- EXERCISE BRIEF:
Return every line of the records below verbatim, with no pictures in the copy.

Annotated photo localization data
-----
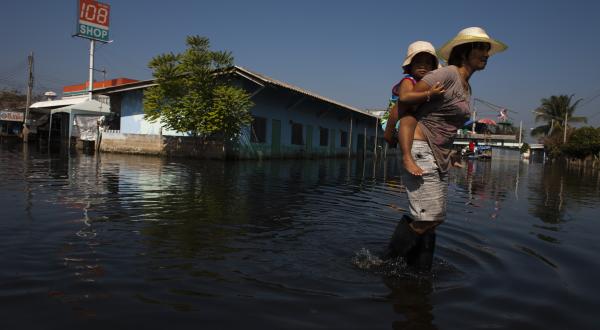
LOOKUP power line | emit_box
[579,90,600,108]
[0,78,27,92]
[0,71,24,82]
[0,58,28,78]
[36,73,77,86]
[473,97,517,113]
[585,108,600,120]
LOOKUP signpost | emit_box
[76,0,110,42]
[74,0,111,100]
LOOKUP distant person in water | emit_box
[384,41,445,176]
[383,27,507,272]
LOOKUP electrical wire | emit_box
[474,97,517,113]
[579,89,600,108]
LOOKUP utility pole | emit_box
[88,40,95,100]
[373,116,378,158]
[471,110,477,134]
[100,68,107,87]
[563,111,568,143]
[518,120,522,145]
[23,52,34,143]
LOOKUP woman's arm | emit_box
[398,80,445,105]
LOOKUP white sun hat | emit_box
[402,41,440,68]
[438,27,507,61]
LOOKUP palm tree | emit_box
[531,94,587,138]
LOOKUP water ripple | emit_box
[1,147,599,328]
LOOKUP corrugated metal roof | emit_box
[91,66,375,118]
[50,99,110,115]
[30,96,89,109]
[92,79,157,94]
[233,66,375,118]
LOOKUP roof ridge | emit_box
[234,65,373,117]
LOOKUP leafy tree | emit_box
[561,126,600,159]
[0,89,27,109]
[144,35,253,141]
[0,89,43,116]
[542,132,566,159]
[530,94,587,139]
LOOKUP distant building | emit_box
[27,78,137,144]
[63,78,139,98]
[0,108,25,137]
[93,66,384,159]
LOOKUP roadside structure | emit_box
[94,66,384,159]
[0,108,26,138]
[27,78,137,146]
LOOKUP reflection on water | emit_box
[1,142,599,329]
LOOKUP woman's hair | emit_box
[447,43,473,67]
[448,42,491,67]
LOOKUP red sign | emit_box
[79,0,110,28]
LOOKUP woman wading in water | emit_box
[383,27,507,271]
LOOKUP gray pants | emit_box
[402,141,448,222]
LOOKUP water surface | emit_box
[1,143,599,329]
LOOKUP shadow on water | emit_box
[351,246,460,330]
[353,248,439,330]
[385,277,438,330]
[2,144,600,329]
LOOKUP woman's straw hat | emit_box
[438,27,507,61]
[402,41,440,68]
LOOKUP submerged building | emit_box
[26,78,137,147]
[94,66,384,159]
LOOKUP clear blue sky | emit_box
[2,0,600,138]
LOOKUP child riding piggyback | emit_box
[384,41,445,176]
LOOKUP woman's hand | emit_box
[452,160,464,168]
[429,82,446,99]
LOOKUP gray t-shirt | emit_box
[415,65,471,172]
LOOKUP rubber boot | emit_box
[404,236,421,267]
[381,215,420,260]
[412,231,436,272]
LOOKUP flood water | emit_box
[1,142,599,329]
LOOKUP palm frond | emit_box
[532,94,588,131]
[530,124,550,137]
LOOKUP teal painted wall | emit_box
[236,87,382,159]
[113,80,382,159]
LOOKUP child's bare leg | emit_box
[384,104,399,145]
[398,113,424,176]
[451,152,464,168]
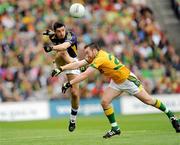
-----
- COMPLETED TASK:
LOOKUP power line | emit_box
[579,90,600,108]
[0,78,27,92]
[0,71,24,82]
[0,58,28,78]
[36,73,77,86]
[473,97,517,113]
[585,108,600,120]
LOOKUP signpost | emit_box
[76,0,110,42]
[74,0,111,100]
LOOKUP distant person in water | emit_box
[384,41,445,176]
[383,27,507,272]
LOOKUP electrical wire | emit_box
[474,97,517,113]
[579,89,600,108]
LOOKUP utility pole | emit_box
[88,40,95,100]
[373,116,378,158]
[471,110,477,134]
[100,68,107,87]
[563,111,568,143]
[518,120,522,145]
[23,52,34,143]
LOOKUP woman's arm | emit_box
[398,80,445,105]
LOOKUP white sun hat | emit_box
[402,41,440,68]
[438,27,507,61]
LOOKUP palm tree | emit_box
[531,94,587,138]
LOOKUP water ripple | emit_box
[1,147,599,328]
LOOKUP corrugated metal roof | emit_box
[91,66,375,118]
[50,99,110,115]
[30,96,89,109]
[92,79,157,94]
[233,66,375,118]
LOOKUP roof ridge | emit_box
[234,65,373,117]
LOOKUP leafy tree | emit_box
[561,126,600,159]
[0,89,27,109]
[144,35,253,141]
[0,89,43,116]
[542,132,566,159]
[530,94,587,139]
LOOKUP distant building | emit_box
[27,78,137,144]
[63,78,139,98]
[0,108,25,137]
[93,66,384,159]
LOOKUP roadside structure | emit_box
[94,66,384,159]
[0,108,26,138]
[27,78,137,146]
LOOKUP reflection on water | emit_box
[1,142,599,329]
LOOKUP woman's hair | emit_box
[447,43,473,67]
[448,42,491,67]
LOOKUP red sign | emit_box
[79,0,110,28]
LOOKUP woman wading in water | emit_box
[383,27,507,271]
LOOKUP gray pants | emit_box
[402,141,448,222]
LOOKUP water surface | emit_box
[1,143,599,329]
LOOKUP shadow on water | emit_box
[351,246,460,330]
[353,248,439,330]
[385,277,438,330]
[2,144,600,329]
LOOKUP woman's straw hat | emit_box
[438,27,507,61]
[402,41,440,68]
LOOKUP submerged building | emit_box
[26,78,137,147]
[94,66,384,159]
LOOKUP clear blue sky | emit_box
[2,0,600,138]
LOOKUP child riding piggyback | emit_box
[384,41,445,176]
LOOKUP woman's hand | emit_box
[452,160,464,168]
[429,82,446,99]
LOOKUP gray t-shirt | emit_box
[415,65,471,172]
LOOKUP rubber boot | emit_box
[404,236,421,267]
[381,215,420,260]
[412,231,436,272]
LOOKUP flood water | emit_box
[1,142,599,329]
LOOKUP palm frond | emit_box
[532,94,588,131]
[530,124,550,137]
LOOKUP teal painted wall | emit_box
[236,87,382,159]
[113,80,382,159]
LOOKUP child's bare leg | emit_box
[384,104,399,145]
[398,113,424,176]
[451,152,464,168]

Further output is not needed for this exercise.